● Task requirements
Answer these from the text about the goat Jeremy:
1. In what city did the photo shoot take place?
2. For how many years has the writer had the farm?
3. What does the writer name as their first step?

● Page extract
##########

When we arrived in Bangor, I was having flashbacks. I was stressed and anxious and having trouble figuring out what to do with myself. That’s where my goat, Jeremy, comes in. To calm myself before the photo shoot, I took a few minutes to walk with him while the snow fell around us. He had a chance to relieve himself and stretch his legs. I had a chance to take a few deep breaths but cars were driving by and people walked too close to me. I was calmer, but still not okay.

When it was time for my photo shoot, my anxiety increased again. Even though I was getting to spend time with my boyfriend, my goat, my friend, and her wonderful son, I still struggled to control flashbacks and anxiety attacks. The photo shoot began with my friend taking my photo alone. This made sense and was the right thing to do. The first few photos of a shoot require a bit of trial and error to get the right lighting and positioning. It was a lot of small changes and flashes that Jeremy didn’t need to, and shouldn’t have to, experience. Again, I kept my anxiety under control, but I could feel it intensely. I suppressed as much as I could so that I could at least appear to be calm.

Then, we needed Jeremy for the photos. Since he’s so tiny, he sat on my lap so we could have our photo taken together. Once we were in position and started having our photo taken together, I could feel myself calming. My body was quieter. Thoughts weren’t flying through my head. I was more still and I felt more at ease. Having Jeremy in my lap calmed me better than anything else I had done that day to try to calm myself. Even better, Jeremy started to relax once he got used to the flashes, which only took a minute or two. He began tucking his little head under my chin and snuggling with me. That’s when I finally quieted. I actually felt calm. Not more calm but still anxious. I felt calm.

During the last few years, I have had several moments like this one which have told me that, without a doubt, I am living the life that I am supposed to live. After pursuing two careers that incrementally worsened my health to the degree that I was no longer able to work and was barely able to live a meaningful life, I have found what I need to do. I need to farm. I need to care for animals. I need to spend time with my animals. I need the daily physical activity that in integral in farming. I need to feel good about what I am doing at the core of my being.

I do not consider it a coincidence that, once I began living this lifestyle, my health began to improve rapidly. Most of my health problems were ones that my doctors and I had been trying to get under control for a decade or more. During that time period, most of the symptoms had stayed the same or worsened. In the three years that I have had my farm, my health condition has improved dramatically. My body needs me to be doing this work. It needs me to garden and to move hay bales and to carry bags of grain. I need to spend time outside every day, regardless of weather. My body needs to wake up at or before dawn and go to sleep not long after dark. My soul needs to be surrounded by animals and trees and fresh Maine air.

With more time, I am confident that my anxiety will continue to improve and that I will become more comfortable away from home. As my business grows and thrives, I will be more and more able to live the life that I have dreamed of. All those years of trying to live the life that I was expected to live made me ill and caused me to want to die. Living this life is causing me to feel hopeful and healthier and to enjoy life.

If you are struggling or stuck or just unsure of what to do, take a deep breath and take one step toward living the life of your dreams. You may not be able to drop everything and reinvent your whole life today, but you can take a step. My first step was getting six chickens. What will your first step be?

##########

● Listed records
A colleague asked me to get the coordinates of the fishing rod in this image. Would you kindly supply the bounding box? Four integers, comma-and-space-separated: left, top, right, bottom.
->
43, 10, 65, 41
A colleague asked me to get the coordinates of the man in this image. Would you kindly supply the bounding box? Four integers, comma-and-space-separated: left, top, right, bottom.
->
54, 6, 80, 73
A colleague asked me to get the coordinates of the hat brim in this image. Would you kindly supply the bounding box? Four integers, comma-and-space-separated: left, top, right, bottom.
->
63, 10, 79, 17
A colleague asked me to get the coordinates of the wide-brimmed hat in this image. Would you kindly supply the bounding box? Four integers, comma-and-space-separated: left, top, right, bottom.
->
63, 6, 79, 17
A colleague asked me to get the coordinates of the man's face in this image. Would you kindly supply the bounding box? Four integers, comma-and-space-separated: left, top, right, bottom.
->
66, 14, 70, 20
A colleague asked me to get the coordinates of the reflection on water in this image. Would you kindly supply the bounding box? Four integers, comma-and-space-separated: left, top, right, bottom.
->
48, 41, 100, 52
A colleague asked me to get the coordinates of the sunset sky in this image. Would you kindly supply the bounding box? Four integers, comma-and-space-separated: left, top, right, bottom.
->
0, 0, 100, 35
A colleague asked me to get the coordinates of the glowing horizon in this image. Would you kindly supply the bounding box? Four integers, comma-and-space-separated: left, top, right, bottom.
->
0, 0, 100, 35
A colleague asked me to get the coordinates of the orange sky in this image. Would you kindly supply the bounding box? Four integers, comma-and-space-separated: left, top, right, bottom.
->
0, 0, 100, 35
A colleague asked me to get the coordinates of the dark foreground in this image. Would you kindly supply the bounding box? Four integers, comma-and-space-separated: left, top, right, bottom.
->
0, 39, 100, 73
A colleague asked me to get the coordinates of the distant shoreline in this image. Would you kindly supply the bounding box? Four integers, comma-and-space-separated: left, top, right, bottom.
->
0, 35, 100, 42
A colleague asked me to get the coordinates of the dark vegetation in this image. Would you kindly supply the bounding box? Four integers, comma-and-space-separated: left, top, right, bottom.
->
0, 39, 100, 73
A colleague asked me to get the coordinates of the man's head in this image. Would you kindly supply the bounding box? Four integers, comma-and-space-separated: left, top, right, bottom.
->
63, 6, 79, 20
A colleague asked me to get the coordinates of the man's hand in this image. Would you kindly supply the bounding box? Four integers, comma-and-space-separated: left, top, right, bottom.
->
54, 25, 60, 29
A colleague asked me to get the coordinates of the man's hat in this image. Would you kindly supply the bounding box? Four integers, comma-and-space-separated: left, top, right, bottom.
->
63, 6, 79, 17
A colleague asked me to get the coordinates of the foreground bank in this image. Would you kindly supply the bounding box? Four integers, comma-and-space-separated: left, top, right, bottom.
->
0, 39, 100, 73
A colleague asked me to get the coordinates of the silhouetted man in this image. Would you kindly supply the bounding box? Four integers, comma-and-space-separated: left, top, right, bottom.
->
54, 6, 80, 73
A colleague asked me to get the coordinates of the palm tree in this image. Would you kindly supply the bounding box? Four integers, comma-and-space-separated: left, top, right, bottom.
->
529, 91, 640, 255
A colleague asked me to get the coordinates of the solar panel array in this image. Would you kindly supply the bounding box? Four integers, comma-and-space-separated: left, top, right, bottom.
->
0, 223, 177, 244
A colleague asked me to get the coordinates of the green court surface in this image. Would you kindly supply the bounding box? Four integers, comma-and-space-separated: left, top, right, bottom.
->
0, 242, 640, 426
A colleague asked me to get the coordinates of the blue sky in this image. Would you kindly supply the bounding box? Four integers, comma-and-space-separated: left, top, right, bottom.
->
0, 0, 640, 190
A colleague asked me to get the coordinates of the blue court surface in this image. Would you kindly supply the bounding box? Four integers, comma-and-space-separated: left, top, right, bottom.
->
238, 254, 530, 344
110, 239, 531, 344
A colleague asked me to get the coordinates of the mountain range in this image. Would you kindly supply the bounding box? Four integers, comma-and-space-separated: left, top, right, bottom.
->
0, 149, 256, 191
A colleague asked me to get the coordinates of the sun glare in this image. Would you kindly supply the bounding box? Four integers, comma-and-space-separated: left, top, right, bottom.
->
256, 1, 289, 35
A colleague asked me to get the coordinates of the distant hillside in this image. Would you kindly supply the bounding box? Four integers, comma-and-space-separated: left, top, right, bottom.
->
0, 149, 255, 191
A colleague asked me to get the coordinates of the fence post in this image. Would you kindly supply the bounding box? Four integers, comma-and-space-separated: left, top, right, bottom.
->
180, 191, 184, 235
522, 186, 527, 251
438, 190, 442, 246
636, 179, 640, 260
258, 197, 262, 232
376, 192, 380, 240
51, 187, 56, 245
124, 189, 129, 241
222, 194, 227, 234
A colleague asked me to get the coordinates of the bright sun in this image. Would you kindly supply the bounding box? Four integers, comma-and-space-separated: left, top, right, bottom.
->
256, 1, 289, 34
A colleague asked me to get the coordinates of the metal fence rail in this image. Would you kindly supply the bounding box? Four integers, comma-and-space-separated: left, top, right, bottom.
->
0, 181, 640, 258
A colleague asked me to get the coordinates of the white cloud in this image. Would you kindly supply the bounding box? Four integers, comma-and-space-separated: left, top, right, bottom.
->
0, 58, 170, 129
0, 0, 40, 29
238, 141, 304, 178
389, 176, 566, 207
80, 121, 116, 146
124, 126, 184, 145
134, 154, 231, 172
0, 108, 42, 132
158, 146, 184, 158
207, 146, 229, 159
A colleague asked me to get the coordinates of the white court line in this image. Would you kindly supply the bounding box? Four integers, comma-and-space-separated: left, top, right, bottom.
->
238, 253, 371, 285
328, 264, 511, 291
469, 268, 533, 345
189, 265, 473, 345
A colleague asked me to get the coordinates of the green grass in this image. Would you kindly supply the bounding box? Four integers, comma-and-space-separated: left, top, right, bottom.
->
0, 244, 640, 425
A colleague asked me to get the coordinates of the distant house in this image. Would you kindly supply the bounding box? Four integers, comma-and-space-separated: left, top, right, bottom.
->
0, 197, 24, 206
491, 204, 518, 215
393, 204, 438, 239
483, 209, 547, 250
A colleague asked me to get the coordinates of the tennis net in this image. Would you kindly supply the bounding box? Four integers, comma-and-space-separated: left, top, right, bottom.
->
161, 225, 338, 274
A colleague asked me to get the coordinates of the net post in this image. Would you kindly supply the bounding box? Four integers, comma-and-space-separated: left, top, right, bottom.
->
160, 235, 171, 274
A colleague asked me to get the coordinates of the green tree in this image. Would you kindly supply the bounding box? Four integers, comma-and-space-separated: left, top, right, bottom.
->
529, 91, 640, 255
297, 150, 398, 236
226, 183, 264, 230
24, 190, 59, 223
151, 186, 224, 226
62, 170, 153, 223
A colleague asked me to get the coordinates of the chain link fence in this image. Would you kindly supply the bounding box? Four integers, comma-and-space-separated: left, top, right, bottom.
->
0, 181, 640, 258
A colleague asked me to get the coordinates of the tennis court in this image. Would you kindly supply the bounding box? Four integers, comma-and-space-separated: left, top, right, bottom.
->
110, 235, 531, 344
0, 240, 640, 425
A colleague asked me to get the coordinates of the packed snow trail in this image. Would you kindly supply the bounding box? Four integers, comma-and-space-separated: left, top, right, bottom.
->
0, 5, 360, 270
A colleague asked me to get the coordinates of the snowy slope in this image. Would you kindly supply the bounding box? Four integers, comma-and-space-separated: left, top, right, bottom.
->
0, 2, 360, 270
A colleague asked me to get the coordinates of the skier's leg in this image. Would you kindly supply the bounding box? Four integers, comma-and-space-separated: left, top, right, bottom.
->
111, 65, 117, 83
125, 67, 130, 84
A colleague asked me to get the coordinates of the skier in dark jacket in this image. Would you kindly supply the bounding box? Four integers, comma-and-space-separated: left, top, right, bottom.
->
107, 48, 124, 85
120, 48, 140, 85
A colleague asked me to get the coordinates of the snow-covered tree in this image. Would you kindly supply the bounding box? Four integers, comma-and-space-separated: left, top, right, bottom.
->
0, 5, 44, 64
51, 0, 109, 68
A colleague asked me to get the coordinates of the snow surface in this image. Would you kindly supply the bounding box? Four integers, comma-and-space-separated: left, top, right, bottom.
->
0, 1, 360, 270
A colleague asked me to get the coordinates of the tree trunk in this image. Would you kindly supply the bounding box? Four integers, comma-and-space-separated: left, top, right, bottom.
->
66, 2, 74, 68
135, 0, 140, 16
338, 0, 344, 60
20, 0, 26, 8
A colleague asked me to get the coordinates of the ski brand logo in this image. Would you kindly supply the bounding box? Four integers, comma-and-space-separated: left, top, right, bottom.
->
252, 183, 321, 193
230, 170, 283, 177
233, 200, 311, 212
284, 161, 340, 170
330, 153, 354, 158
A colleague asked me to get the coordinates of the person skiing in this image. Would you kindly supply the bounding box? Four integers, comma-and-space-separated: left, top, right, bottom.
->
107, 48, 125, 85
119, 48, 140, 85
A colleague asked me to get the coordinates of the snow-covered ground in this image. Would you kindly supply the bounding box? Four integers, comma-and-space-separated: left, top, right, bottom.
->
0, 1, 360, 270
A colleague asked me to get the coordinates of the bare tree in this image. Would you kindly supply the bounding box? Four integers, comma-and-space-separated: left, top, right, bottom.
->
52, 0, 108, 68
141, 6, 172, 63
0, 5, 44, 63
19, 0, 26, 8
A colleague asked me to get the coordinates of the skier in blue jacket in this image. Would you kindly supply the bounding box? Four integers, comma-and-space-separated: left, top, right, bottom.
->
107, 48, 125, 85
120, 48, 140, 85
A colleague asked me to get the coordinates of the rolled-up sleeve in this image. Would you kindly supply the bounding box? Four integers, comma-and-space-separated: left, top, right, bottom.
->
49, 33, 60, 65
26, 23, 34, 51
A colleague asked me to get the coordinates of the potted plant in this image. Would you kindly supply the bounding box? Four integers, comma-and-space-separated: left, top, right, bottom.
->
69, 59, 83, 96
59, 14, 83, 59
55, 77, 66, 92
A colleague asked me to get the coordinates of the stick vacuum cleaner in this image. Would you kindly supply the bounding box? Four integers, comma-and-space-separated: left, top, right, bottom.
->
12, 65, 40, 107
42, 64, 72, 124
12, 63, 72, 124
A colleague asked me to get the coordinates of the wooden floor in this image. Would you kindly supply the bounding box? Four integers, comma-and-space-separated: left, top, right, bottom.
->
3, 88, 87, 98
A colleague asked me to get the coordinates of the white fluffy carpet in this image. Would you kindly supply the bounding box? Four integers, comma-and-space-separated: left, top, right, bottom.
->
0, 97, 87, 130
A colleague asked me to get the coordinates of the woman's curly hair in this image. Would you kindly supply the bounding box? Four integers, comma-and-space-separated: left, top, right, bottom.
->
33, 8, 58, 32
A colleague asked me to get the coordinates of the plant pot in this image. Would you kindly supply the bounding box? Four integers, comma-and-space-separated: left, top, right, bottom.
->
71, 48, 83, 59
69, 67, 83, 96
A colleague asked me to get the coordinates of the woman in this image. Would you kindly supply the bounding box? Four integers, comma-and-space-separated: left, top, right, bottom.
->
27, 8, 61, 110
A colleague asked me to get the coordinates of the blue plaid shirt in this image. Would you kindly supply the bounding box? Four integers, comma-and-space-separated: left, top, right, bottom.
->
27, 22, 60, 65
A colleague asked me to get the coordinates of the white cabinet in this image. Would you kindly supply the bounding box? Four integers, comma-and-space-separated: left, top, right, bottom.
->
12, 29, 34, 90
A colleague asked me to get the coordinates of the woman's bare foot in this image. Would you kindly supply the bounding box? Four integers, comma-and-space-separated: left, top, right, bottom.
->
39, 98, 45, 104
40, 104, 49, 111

##########

● Worked solution
1. Bangor
2. Three years
3. Getting six chickens